(Pointing and labeling entries)
┄┄┄┄┄┄┄┄┄┄

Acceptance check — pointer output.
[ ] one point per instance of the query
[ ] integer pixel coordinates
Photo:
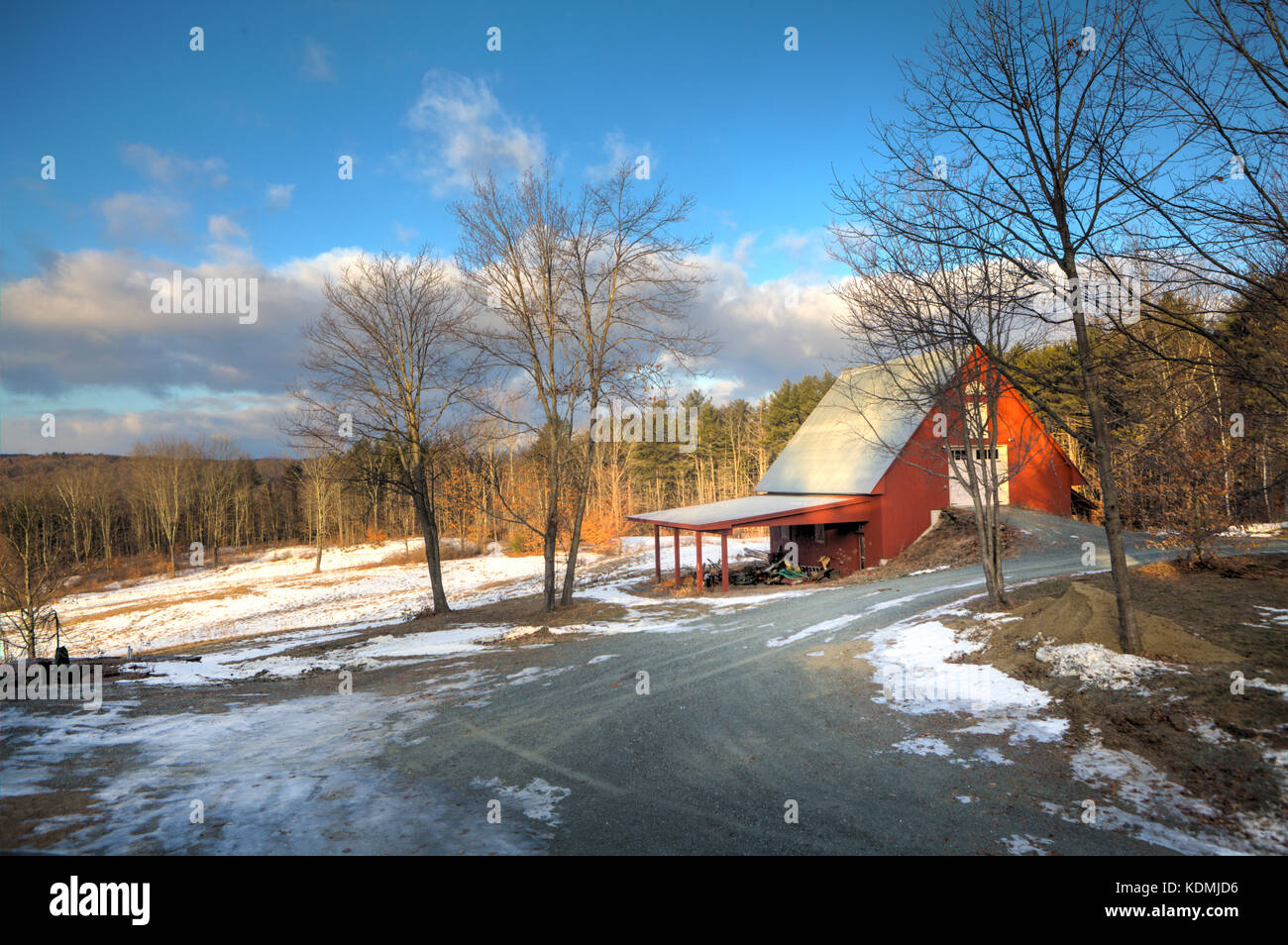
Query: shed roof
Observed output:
(850, 439)
(748, 510)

┄┄┄┄┄┄┄┄┄┄

● PROBLEM STATEMENT
Rewrite every line of the rows above as a numbered list, dropping any blank lines and leaving out the picture.

● THE RESPONSE
1. Acceptance check — pointer output.
2. [ ] one point per instance of the query
3. [ ] integer pixel coordinates
4. Photo:
5. Query: shed roof
6. Observed output:
7. (850, 439)
8. (748, 510)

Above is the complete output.